* _INPUT FOR THIS TASK_:
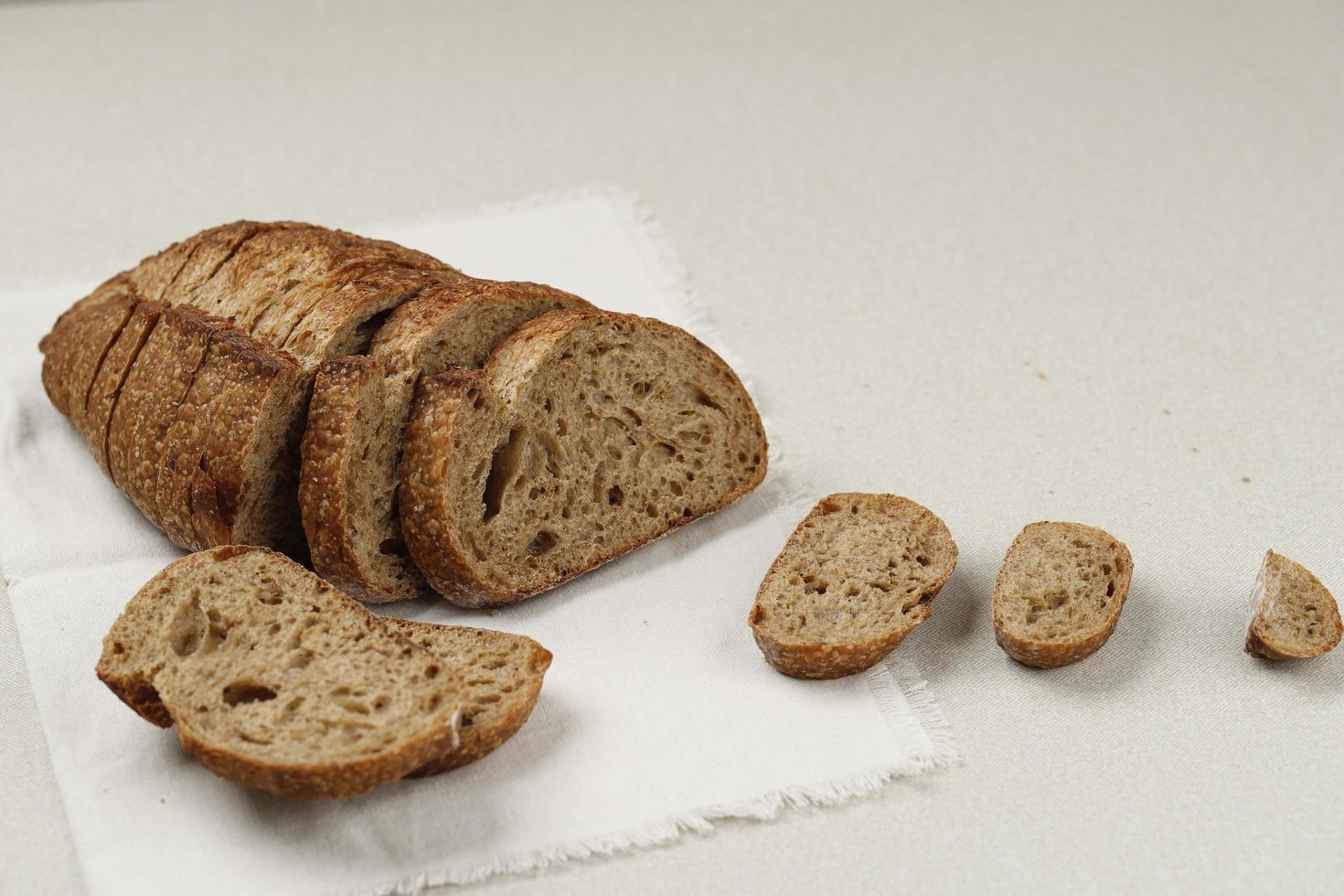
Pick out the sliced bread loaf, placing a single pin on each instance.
(357, 414)
(503, 677)
(1060, 592)
(854, 579)
(585, 435)
(1293, 615)
(188, 377)
(277, 680)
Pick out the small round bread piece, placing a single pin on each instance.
(854, 579)
(1295, 617)
(503, 676)
(1060, 592)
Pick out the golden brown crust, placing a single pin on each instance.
(835, 660)
(1260, 640)
(428, 523)
(1051, 655)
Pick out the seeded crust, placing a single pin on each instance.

* _WHAT THE EXERCISE ASKS_: All entries above must be duplicated exactly; please omit any picture they hold.

* _SOLUTION FOR THIS TASK_:
Pick out the sliced bread loaf, placing a single pin on each instance.
(357, 414)
(503, 677)
(1060, 592)
(854, 579)
(585, 435)
(1293, 615)
(188, 377)
(277, 680)
Pick out the small round bread piece, placing a single pin on each instance.
(854, 579)
(1295, 617)
(503, 676)
(1060, 592)
Pick out the golden brown crust, placing a single pin on each instance.
(835, 660)
(1260, 640)
(428, 523)
(1051, 655)
Pick out the seeded crust, placing a single pin on each instance.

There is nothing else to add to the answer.